### Directive
Locate each line in the records below that contains the string "wall", treating uppercase and lowercase as different, and copy those lines out.

# Start of Supplied entries

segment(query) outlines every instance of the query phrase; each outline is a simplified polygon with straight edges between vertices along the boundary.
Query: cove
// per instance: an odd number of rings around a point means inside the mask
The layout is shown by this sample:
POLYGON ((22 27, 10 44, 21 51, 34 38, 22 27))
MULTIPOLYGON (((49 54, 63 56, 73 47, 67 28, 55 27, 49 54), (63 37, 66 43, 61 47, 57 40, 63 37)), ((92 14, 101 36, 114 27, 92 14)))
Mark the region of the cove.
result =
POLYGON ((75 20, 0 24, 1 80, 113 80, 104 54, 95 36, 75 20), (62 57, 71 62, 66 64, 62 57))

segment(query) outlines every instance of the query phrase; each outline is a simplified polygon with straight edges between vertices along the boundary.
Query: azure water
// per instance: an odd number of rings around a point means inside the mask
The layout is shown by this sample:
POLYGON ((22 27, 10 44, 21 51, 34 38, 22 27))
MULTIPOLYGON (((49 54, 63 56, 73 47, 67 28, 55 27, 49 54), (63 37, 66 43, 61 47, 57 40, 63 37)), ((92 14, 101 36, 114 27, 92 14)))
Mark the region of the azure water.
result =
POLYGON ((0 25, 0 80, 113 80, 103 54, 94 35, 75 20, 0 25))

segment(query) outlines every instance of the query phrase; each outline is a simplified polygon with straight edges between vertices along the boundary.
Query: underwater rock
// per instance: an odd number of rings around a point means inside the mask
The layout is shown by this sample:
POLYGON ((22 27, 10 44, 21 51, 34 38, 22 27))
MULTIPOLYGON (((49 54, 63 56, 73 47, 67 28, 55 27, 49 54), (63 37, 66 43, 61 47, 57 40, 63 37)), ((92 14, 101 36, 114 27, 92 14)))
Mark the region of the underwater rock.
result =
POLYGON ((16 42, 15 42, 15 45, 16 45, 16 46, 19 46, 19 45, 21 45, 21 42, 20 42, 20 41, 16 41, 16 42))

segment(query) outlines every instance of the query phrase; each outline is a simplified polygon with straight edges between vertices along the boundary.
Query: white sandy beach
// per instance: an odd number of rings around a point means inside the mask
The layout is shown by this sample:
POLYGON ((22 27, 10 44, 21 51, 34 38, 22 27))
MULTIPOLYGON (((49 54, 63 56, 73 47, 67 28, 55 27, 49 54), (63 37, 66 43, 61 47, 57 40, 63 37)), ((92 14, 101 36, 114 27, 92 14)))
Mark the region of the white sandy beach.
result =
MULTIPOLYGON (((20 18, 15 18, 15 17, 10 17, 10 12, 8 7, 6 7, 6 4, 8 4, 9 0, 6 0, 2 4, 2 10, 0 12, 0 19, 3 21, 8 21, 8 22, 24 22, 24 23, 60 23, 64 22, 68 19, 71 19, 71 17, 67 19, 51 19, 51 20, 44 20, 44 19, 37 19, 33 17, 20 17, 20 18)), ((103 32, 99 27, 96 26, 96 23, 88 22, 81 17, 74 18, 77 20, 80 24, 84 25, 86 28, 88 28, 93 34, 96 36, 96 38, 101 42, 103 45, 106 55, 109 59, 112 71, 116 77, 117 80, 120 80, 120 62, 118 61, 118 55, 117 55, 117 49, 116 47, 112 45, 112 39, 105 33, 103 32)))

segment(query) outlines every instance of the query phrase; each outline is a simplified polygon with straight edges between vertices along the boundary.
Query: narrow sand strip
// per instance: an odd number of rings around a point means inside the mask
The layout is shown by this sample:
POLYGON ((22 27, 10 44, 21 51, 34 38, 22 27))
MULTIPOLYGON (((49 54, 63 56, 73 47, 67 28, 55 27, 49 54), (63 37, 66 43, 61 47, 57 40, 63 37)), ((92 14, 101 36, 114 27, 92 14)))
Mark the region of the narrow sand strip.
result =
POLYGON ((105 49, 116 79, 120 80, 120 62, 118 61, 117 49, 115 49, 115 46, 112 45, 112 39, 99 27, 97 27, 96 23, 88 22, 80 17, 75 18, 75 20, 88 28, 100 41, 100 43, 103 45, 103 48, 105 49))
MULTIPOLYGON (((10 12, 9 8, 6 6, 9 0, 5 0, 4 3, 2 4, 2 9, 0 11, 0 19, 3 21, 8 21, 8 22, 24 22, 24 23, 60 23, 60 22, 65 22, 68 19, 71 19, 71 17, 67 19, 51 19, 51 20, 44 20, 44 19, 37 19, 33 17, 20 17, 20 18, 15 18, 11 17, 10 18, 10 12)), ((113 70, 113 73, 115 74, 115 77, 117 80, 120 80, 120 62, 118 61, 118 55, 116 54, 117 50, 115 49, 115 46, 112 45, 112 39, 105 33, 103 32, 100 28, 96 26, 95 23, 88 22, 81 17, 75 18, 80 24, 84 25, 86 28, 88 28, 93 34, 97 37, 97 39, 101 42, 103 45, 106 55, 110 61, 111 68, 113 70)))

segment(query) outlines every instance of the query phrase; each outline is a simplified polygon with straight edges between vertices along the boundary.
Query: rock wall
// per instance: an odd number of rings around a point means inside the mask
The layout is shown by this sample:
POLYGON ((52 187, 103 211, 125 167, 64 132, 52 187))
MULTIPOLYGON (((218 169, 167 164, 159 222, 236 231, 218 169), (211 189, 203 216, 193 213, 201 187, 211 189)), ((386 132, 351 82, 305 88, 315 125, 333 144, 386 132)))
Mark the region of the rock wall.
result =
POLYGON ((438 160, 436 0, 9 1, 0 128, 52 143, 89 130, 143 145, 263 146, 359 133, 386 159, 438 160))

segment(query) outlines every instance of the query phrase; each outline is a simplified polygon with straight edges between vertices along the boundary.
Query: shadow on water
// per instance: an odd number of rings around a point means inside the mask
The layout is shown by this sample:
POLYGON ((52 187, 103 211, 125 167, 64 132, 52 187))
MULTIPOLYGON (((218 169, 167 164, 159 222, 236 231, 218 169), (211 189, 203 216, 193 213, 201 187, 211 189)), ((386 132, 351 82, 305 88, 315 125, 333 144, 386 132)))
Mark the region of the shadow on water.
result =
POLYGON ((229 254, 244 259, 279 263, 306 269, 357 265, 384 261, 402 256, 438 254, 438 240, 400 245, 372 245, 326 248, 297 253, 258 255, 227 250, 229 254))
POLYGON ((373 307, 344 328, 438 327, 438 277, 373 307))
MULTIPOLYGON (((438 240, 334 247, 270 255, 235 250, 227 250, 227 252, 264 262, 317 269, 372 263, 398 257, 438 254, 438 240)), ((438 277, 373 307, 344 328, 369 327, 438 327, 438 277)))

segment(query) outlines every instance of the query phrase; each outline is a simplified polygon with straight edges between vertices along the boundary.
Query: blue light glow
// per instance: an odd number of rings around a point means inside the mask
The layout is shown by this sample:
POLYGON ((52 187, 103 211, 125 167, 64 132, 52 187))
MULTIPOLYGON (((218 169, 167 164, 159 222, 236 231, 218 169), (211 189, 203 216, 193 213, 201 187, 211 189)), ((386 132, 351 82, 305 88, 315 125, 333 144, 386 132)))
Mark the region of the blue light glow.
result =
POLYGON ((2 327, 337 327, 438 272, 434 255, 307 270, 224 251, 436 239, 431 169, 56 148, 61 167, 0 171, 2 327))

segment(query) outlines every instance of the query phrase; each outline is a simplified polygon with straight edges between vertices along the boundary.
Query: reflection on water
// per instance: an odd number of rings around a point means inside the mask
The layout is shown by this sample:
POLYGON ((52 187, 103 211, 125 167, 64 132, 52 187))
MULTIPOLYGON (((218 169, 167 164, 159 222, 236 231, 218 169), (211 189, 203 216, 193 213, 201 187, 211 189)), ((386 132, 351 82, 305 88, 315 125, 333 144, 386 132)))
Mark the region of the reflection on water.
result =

# End of Supplied entries

### Reply
Query: rock wall
Mark the region of the rock wall.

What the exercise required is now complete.